AUFGABE: Kannst du aus dem Artikel über Milivoj Ašner alles von „19.06.2008 14:20 Uhr“ bis hinunter zu „als dement gilt.“ wortgetreu ausgeben?
------ LESETEXT ------
19.06.2008 14:20 Uhr sueddeutsche.de
  Mutmaßlicher NS-Kriegsverbrecher Ašner
" Ich habe ein reines Gewissen"
Von Dorothea Grass
 
 

Milivoj Ašner soll während der von Hitler gestützten Ustascha-Diktatur in Kroatien zum Verbrecher geworden sein - er lebt weiter unbehelligt in Österreich, weil er als dement gilt.
Vor ein paar Tagen kam Milivoj Ašner ganz groß raus. Auf der Titelseite der britischen Boulevard-Zeitung Sun prangte ein Foto von dem Kroaten und seiner Frau, dazu die Schlagzeile: "We find wanted Nazi at Euro 2008" - ein gesuchter NS-Kriegsverbrecher mitten im EM-Trubel auf den Straßen Klagenfurts.

Der mittlerweile 95 Jahre alte Ašner steht auf der Liste des Simon Wiesenthal Zentrums der meistgesuchten Naziverbrecher an vierter Stelle. Der Kroate war während des Zweiten Weltkrieges Polizeichef im slawonischen Požega.

In dieser Funktion soll Ašner an Grausamkeiten beteiligt gewesen sein, weshalb Interpol seit 2001 einen internationalen Haftbefehl gegen ihn erlassen hat. Die Anschuldigung: Völkermord, Kriegsverbrechen und Verbrechen gegen die Menschlichkeit.
------ ANGEZEIGTE INFORMATIONEN ------
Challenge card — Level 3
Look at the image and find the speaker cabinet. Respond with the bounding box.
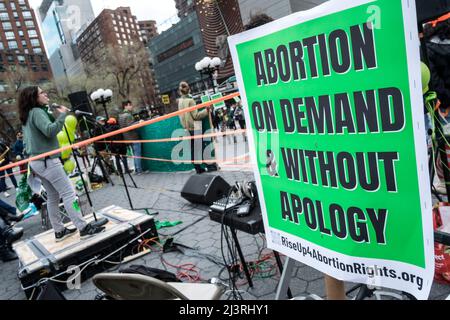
[181,174,231,205]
------
ANTWORT:
19.06.2008 14:20 Uhr sueddeutsche.de
  Mutmaßlicher NS-Kriegsverbrecher Ašner
" Ich habe ein reines Gewissen"
Von Dorothea Grass
 
 

Milivoj Ašner soll während der von Hitler gestützten Ustascha-Diktatur in Kroatien zum Verbrecher geworden sein - er lebt weiter unbehelligt in Österreich, weil er als dement gilt.